* [Your task]:
Carry on the forum thread about e-collars and dogs that pull on the leash, starting right after its final sentence.

* [Extracted text]:

........

I agree with this. Using an Ecollar to blast a dog off a prey driven chase works only sometimes. Sometimes the dog thinks that the pain he's getting is a result of being away from the handler and so they return to the handler and then won't leave his side. Some dogs just power through the pain. 

That's one reason that I developed my protocol for stopping such chases using low level stim. None of the fallout that can occur with the conventional method of stopping this with an Ecollar, occurs.


----------



## coffenut (Jan 3, 2012)

I have to admit that I am very very close to using an ECollar on Káva. I took her out yesterday to get some photographs with fall foliage and to take pictures of my sister and her family. The problem was that I had forgotten her "sensation" harness. She loves my two little nephews and was desperate to keep up with them. Unfortunately, I am disabled and she kept pulling me off of my feet (I did 3 face plants). I ended up having to loop the leash around her neck as a makeshift choke collar. Even so, she pulled to the point where I can barely walk today. When the boys weren't around, she walked just fine with me. I just don't know what to do.


----------



## GoldensGirl (Aug 2, 2010)

coffenut said:


> I have to admit that I am very very close to using an ECollar on Káva. I took her out yesterday to get some photographs with fall foliage and to take pictures of my sister and her family. The problem was that I had forgotten her "sensation" harness. She loves my two little nephews and was desperate to keep up with them. Unfortunately, I am disabled and she kept pulling me off of my feet (I did 3 face plants). I ended up having to loop the leash around her neck as a makeshift choke collar. Even so, she pulled to the point where I can barely walk today. When the boys weren't around, she walked just fine with me. I just don't know what to do.


Perhaps 10 years ago, I was walking two Goldens in a public park. Suddenly one decided to dash for the nearby river and the other saw another Golden and decided to run visit. Their combined actions pulled me off my feet and they dragged me face down for several feet before I let go of the leashes. I was very lucky that I wasn't seriously injured and that friendly bystanders caught my fur kids and brought them back to me. I promptly enrolled the older one in an obedience class, which helped.

The trainer was insistent that I should try a pronged "training collar." I was horrified by the appearance of the collar, as many people are. But under the trainer's supervision, I tried it and it allowed me to walk my headstrong dogs safely. Their eager dance whenever I touched those collars convinced me that they were not hurt by the prongs. I realized that they controlled the pressure on the collar and simply had to stop pulling if the collar became uncomfortable.

........

* [Entries shown]:
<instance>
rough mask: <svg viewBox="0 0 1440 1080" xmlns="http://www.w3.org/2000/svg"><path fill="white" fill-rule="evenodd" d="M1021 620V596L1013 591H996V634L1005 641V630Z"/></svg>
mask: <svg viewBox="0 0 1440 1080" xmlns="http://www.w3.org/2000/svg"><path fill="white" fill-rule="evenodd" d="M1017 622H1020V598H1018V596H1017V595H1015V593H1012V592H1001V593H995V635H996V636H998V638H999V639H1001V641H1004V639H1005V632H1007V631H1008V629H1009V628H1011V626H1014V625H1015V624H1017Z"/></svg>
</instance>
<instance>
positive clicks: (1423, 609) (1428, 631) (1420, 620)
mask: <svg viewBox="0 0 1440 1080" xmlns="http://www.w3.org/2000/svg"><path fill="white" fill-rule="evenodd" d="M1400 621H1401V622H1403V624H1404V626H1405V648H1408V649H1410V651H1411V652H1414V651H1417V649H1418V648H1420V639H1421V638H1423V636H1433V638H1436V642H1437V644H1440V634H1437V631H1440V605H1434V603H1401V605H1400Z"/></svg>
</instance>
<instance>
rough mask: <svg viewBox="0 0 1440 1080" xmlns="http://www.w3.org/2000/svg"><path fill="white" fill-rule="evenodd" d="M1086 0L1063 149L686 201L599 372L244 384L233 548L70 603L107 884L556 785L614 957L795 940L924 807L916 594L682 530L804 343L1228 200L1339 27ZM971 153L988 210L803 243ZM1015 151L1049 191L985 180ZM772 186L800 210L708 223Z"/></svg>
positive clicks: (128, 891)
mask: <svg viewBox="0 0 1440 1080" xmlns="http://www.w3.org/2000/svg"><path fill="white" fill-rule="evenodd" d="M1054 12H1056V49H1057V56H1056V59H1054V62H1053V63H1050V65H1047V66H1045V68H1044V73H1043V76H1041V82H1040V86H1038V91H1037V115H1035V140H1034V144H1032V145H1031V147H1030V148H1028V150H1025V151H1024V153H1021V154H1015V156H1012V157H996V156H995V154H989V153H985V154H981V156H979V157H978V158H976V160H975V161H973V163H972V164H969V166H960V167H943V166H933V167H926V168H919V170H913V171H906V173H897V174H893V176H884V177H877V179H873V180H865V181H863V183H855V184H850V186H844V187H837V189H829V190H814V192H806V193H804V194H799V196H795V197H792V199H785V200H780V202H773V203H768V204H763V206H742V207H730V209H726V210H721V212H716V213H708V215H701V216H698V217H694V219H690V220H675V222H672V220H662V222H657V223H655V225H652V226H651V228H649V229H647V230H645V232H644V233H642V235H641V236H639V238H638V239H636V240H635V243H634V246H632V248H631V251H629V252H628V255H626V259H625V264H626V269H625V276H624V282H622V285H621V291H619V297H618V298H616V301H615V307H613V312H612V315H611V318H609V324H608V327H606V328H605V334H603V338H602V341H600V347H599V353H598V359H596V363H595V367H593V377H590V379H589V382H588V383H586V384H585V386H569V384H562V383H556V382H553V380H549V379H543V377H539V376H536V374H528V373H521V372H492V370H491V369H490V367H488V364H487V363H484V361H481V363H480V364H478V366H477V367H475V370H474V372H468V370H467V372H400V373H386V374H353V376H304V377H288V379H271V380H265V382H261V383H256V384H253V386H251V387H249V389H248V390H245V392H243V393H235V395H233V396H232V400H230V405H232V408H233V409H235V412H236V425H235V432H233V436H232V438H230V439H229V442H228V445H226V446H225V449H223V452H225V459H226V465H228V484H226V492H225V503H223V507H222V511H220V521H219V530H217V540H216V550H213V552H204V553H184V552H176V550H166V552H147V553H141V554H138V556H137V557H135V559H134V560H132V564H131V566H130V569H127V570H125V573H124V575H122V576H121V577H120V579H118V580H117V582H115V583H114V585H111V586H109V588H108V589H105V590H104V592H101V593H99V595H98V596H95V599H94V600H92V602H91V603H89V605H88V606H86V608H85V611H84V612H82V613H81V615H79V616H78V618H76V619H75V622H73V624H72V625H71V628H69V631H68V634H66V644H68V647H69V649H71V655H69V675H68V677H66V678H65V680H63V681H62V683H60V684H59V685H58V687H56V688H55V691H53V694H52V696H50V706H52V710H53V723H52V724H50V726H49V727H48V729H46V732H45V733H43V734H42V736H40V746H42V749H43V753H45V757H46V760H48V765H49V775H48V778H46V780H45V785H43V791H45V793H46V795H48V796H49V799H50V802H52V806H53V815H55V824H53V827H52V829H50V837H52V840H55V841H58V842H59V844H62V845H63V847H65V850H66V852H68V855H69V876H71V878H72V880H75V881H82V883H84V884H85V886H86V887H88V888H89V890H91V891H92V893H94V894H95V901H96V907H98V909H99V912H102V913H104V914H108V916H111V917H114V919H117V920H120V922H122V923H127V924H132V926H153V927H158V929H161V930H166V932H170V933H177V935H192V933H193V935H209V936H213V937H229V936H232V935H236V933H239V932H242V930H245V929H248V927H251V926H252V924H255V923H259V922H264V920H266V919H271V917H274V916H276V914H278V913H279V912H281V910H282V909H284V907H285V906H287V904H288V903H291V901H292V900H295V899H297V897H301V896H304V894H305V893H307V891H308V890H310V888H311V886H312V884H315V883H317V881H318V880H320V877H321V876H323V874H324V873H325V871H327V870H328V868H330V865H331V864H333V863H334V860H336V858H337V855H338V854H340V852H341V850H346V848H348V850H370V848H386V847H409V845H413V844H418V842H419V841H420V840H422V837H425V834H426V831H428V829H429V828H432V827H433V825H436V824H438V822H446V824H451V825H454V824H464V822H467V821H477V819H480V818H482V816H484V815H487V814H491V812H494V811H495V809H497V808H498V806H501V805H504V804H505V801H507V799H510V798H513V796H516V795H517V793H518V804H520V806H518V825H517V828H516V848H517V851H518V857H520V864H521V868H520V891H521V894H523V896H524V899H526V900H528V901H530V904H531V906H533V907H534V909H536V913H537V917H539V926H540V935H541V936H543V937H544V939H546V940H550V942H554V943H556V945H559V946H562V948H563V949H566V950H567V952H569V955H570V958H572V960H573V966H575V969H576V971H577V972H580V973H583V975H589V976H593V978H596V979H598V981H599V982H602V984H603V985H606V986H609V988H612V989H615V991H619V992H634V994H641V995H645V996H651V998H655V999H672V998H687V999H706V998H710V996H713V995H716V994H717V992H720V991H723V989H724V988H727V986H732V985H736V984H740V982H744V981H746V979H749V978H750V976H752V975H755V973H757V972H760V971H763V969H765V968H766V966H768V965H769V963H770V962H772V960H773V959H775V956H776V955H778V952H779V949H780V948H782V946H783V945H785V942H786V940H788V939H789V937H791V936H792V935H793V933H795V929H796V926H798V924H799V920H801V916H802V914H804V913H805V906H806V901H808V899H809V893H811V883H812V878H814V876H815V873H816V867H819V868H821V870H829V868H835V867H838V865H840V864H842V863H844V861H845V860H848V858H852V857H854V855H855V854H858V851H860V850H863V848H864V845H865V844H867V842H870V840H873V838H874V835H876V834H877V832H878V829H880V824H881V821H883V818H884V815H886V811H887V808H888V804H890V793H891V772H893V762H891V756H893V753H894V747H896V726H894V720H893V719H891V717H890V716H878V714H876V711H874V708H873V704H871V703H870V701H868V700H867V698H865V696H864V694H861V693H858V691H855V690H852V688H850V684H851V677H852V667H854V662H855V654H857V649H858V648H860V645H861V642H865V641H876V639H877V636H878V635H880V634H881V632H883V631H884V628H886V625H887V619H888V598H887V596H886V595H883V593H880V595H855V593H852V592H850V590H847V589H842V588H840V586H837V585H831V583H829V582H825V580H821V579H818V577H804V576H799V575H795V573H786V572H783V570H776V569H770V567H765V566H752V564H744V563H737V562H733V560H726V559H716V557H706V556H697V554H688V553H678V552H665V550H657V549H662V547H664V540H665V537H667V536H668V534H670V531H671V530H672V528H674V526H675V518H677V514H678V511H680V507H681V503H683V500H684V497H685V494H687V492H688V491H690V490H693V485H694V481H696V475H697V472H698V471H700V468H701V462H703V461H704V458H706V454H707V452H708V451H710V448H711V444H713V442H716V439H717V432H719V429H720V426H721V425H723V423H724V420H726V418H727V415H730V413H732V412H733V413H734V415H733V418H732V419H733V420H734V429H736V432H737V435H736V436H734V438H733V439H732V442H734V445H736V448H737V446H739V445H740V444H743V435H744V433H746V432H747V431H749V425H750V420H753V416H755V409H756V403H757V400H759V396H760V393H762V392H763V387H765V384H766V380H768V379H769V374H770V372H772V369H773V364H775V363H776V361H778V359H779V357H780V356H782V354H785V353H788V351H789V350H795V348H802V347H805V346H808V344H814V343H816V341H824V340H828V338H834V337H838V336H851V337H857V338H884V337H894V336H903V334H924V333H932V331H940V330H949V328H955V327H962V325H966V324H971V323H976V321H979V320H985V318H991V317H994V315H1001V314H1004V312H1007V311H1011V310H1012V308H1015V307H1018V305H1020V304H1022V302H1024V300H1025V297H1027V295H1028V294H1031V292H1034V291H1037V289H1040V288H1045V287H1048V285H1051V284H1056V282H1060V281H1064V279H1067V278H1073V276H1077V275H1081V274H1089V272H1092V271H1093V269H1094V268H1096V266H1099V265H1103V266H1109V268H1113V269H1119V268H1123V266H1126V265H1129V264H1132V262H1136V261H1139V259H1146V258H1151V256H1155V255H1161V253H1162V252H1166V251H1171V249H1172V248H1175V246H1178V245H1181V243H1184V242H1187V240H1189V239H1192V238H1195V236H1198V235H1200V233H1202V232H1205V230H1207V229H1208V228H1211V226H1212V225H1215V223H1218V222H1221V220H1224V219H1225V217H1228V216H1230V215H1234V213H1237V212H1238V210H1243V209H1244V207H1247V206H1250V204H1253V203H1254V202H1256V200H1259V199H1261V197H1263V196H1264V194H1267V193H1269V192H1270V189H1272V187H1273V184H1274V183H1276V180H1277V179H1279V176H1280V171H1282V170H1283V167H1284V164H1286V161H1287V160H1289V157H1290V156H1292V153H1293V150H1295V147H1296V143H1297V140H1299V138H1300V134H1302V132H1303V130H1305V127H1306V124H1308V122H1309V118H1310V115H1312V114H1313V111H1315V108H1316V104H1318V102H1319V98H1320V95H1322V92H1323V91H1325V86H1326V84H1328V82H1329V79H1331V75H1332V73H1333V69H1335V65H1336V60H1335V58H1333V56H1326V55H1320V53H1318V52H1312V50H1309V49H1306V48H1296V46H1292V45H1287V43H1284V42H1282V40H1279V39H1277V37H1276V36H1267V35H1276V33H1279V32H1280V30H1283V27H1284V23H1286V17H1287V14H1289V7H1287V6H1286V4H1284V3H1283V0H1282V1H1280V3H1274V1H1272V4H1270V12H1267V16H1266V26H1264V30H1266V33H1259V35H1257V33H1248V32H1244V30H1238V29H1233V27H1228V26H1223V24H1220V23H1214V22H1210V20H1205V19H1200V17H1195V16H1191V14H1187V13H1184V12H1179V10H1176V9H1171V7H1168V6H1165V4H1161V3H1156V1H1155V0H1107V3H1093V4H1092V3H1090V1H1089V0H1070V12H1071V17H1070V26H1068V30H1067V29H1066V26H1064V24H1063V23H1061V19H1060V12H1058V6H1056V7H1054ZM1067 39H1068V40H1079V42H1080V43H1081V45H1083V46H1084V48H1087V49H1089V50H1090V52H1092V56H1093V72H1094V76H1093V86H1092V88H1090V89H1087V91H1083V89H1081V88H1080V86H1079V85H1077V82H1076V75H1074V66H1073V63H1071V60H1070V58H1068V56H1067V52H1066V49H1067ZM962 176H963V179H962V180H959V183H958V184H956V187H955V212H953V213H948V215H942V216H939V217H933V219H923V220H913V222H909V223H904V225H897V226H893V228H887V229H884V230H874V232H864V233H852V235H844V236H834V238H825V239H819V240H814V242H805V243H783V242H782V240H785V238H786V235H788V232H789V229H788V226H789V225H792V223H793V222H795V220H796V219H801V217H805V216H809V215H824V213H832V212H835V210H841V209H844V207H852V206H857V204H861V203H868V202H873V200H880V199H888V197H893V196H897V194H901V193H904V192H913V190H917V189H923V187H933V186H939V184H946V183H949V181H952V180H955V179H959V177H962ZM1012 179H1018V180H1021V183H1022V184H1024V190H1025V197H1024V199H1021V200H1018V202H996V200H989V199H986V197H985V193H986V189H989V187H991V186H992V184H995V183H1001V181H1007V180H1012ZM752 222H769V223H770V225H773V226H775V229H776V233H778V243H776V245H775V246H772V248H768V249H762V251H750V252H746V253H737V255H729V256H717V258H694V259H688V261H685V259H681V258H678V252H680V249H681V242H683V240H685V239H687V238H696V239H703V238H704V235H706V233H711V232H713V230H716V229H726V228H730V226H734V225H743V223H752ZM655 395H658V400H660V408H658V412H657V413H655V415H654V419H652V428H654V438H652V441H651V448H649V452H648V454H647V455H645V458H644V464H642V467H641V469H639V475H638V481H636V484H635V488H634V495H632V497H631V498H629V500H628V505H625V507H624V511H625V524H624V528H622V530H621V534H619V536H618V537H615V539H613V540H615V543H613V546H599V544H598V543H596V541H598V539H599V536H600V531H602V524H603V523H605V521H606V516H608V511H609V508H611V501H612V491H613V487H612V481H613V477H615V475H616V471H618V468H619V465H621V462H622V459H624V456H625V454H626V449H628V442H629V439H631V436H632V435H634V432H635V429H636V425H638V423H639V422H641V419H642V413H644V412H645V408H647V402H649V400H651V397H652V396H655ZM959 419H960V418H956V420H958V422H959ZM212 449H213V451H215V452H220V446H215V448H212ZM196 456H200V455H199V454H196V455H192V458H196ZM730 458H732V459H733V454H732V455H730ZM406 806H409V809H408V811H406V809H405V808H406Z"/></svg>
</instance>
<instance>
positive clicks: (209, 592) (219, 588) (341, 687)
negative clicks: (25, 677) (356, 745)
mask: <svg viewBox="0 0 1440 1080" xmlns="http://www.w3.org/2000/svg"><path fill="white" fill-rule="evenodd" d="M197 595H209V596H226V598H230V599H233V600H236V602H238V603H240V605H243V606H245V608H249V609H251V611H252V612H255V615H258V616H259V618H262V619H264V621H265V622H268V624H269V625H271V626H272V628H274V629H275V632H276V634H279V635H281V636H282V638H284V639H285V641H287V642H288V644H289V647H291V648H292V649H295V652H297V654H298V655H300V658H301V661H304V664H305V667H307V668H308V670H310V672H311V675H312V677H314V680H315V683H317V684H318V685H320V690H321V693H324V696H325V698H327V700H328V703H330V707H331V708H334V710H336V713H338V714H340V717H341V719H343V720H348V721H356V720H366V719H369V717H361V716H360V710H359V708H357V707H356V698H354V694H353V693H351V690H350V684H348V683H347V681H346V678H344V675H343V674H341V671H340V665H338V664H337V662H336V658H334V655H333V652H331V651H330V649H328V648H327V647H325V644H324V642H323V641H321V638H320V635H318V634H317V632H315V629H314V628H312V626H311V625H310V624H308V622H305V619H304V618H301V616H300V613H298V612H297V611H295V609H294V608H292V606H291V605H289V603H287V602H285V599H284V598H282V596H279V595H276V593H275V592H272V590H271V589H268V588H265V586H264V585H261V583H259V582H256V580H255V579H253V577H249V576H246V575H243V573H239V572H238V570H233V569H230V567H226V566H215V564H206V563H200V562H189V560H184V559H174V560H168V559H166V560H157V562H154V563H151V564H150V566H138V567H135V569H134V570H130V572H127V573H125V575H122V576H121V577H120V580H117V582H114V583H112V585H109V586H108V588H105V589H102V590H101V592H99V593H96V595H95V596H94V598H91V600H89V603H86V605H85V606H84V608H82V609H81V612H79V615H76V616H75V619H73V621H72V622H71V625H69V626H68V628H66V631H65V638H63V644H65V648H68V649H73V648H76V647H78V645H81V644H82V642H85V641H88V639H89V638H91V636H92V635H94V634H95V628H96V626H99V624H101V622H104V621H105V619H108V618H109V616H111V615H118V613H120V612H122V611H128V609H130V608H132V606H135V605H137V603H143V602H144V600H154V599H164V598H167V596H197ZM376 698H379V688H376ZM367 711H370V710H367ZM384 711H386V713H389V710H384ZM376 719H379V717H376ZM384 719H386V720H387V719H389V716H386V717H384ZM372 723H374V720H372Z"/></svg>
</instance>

........

* [Response]:
Pronged collars provoke heated discussions here, but I would not hesitate to use a pronged collar in a situation like yours. If you try one, please get a trainer to show you how to fit and use it.


----------



## tippykayak (Oct 27, 2008)

Lou Castle said:


> Delivering an aversive is punishment. Removing the aversive is reinforcing.


To be precise, the removal of the aversive is negatively reinforcing, and behavioral science makes a distinction between positive and negative reinforcement because the outcomes are different, not just the delivery.



Lou Castle said:


> And so the Ecollar is balanced equally between punishment and reinforcement.


Between positive punishment and negative reinforcement, again, for the sake of precision.



Lou Castle said:


> I'll say that it's impossible to do so. Since you'll probably disagree, just tell us, in detail, how you teach the sit and I'll show you where the aversives (punishment) are in your training.


See? You're deliberately blurring the lines already. I used "aversive" to mean "addition of negative stimulus," and now you're already trying to equate it with the behavioral term "punishment," which includes negative punishment, which of course you use in training an non-aversive sit. You can train a sit without _adding a negative stimulus_. I do not believe you can do it without withholding a positive stimulus.

But adding a negative and withholding a positive (both designed to reduce a behavior) are not equivalent in their efficacy or in their potential side effects.



Lou Castle said:


> I'd agree. But I can't think of a viable training method that _"rel[ies] primarily on aversives to teach behavior."_ Ecollars certainly don't (with my methods) as, even without the trainer introducing praise, they're perfectly balanced between punishments and reinforcers on a one to one basis. Can you tell us of a couple of such methods?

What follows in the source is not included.